* _Excerpt_

Dr. Howard Heller, chief of medicine at MIT Medical, said the school has administered nearly 13,000 free flu shots to students, faculty, staff, and family members. Still, he is expecting a substantial number of cases at MIT, where classes resume in February.

“We are going to see a lot of flu here but we are not going to be overwhelmed because we’ve done enough advance planning and immunization,” Heller said.

More than 750 confirmed cases of the flu have been reported in Boston this season, the city’s health commission said. Last year, there were about 70 cases.

There have been at least five flu-related deaths in Boston, all adults over 65. A child under 6 also died after contracting the flu, city officials said. An official cause for the child’s death has yet to be determined. The city has declared a public health emergency.

Statewide, according to the state Department of Public Health, there have been 18 flu-related deaths this season.

With thousands of college students living in dormitories and other close quarters, the risk is especially acute. “It’s a good opportunity for viruses spreading,” said MIT’s Heller. “[But] a big chunk of our population is young, healthy people.”

Boston University is holding five flu clinics this week. Students without university insurance will be billed $30.

Other colleges are also charging, but amounts vary. At Suffolk University, students without the school health insurance plan pay $15, and at Brandeis University students are asked to bring $20 in cash.

Heller said MIT has instituted massive outreach programs, which include flu clinics that “run like military-style operations.” In addition to the clinics, the health services office has a “flu line” for students who have any flu-related questions.

* _What the exercise asks_
Reproduce the part of the excerpt on the Boston flu season that opens with the words "There have been at" and closes with "public health emergency.". You won't need the data that follows to do this.

* _Records supplied_
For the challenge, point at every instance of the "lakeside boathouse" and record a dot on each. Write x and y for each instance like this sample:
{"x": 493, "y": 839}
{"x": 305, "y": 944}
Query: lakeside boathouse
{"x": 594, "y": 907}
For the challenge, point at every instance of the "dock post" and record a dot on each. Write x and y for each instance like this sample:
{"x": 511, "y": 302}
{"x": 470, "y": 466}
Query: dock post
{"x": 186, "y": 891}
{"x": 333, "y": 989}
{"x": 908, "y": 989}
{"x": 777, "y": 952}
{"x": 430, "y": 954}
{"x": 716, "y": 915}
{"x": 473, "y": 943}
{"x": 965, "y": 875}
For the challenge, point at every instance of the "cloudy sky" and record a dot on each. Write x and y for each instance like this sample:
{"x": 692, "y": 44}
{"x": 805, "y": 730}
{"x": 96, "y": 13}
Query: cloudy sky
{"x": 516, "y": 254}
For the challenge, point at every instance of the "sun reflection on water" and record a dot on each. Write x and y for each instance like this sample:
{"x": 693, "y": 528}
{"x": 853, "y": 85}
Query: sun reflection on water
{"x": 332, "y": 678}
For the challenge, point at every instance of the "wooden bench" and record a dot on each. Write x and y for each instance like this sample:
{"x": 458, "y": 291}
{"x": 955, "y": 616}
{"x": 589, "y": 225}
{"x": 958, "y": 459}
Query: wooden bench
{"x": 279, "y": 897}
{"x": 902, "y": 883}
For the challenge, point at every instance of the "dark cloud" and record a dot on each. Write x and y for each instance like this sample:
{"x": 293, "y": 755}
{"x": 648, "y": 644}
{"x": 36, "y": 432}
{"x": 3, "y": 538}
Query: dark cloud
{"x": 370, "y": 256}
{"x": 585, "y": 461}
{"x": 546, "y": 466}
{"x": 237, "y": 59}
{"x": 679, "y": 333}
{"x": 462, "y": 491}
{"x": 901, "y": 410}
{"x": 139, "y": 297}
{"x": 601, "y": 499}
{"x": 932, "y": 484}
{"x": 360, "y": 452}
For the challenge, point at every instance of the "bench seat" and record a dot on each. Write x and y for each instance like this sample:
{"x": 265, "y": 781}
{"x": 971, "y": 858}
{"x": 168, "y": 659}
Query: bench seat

* _Exercise output_
There have been at least five flu-related deaths in Boston, all adults over 65. A child under 6 also died after contracting the flu, city officials said. An official cause for the child’s death has yet to be determined. The city has declared a public health emergency.